Would you output the whole listing below, exactly as it reads?

>> BEGIN Information provided

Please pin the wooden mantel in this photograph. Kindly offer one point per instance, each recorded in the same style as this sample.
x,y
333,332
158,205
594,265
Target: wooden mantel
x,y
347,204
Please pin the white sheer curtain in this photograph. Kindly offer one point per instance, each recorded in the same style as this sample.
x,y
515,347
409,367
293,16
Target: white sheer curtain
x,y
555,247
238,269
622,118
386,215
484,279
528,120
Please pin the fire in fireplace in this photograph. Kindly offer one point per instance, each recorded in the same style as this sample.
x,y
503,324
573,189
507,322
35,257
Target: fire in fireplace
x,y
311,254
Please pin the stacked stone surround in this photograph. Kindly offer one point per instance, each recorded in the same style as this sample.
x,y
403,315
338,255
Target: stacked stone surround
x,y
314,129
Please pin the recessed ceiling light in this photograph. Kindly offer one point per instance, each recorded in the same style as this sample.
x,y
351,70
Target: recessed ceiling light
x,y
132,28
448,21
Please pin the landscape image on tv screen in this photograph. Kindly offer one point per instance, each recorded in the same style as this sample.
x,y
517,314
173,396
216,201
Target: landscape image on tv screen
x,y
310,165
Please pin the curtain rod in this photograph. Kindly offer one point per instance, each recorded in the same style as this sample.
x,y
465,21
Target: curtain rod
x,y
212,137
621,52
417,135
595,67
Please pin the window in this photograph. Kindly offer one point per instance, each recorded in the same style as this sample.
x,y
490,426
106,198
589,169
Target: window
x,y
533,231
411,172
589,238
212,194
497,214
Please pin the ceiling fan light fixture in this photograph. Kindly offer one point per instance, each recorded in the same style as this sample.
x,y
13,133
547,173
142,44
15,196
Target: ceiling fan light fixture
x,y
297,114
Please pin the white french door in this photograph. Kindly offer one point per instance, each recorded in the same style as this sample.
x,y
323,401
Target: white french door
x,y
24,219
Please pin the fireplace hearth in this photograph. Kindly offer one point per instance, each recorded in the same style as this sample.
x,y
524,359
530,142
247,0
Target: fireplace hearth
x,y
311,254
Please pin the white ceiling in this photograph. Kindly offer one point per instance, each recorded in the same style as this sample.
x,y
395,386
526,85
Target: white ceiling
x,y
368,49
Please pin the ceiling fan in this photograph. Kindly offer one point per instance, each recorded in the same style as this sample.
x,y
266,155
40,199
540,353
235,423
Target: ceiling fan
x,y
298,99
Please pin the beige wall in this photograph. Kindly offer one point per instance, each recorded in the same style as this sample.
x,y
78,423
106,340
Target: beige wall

>> END Information provided

*In response*.
Please pin the wooden mantel in this photograph. Kindly offer one point per instance, each recorded in the same style as this sample.
x,y
333,332
158,205
594,265
Target: wooden mantel
x,y
347,204
Please pin the white sheer curtain in this photograph. Kindly offer one point per instance, each recorded in the same style as this sample.
x,y
515,347
409,367
293,16
Target: white sheer curtain
x,y
555,247
238,269
622,118
386,215
484,279
528,120
Please pin the fire in fireplace in this photograph. Kindly offer one point per instance, each recorded in the same style as this sample.
x,y
503,324
573,189
507,322
35,257
Target: fire in fireplace
x,y
311,254
Please pin the stacked stone surround in this photograph. Kindly offer one point per instance, each recorded in the same style as this sample.
x,y
403,315
338,255
Target: stacked stone surround
x,y
314,129
Please pin the recessed ceiling light in this photograph. Kindly offer one point per instance, each recorded in the same style as this sample.
x,y
351,70
Target: recessed ceiling light
x,y
132,28
448,21
Please pin the landscape image on tv screen in this photograph. Kindly offer one point per instance, each recorded in the same style as this sample.
x,y
517,314
173,396
216,201
Target: landscape image on tv screen
x,y
310,165
Please pin the curtain rod in this photograph. Kindly offer one point per instance, each recorded in the same style as this sample.
x,y
465,21
Target: curtain rod
x,y
212,137
621,52
417,135
595,67
Please pin the window in this photograph. Kindly offer one point per instance, each recorded in the same style as this sample.
x,y
490,426
106,198
589,169
Target: window
x,y
533,231
411,172
589,238
212,194
497,214
Please pin the ceiling fan light fixture in this photograph. Kindly offer one point per instance, each recorded in the same style as this sample.
x,y
13,133
547,173
142,44
15,196
Target: ceiling fan light fixture
x,y
297,114
Please pin the white french door in this photograph. Kindly offer one point per instance, each recorded in the same style as this sample.
x,y
323,401
Target: white french door
x,y
24,219
Please pin the fireplace hearth in this photograph. Kindly offer one point per instance, each recorded in the same style as this sample.
x,y
524,359
530,142
247,0
Target: fireplace hearth
x,y
311,254
Please pin the white ceiling in this photograph. Kindly offer one point per instance, each recorded in the same style as this sample.
x,y
395,386
526,85
Target: white ceiling
x,y
368,49
Please pin the ceiling fan in this photograph. Kindly offer one point per instance, each recorded in the same style as this sample.
x,y
266,155
40,199
540,353
235,423
Target: ceiling fan
x,y
298,99
Please pin the beige wall in this photograph. Kindly offer one point per instance, each recorded in the same style as this sample.
x,y
78,423
106,340
Target: beige wall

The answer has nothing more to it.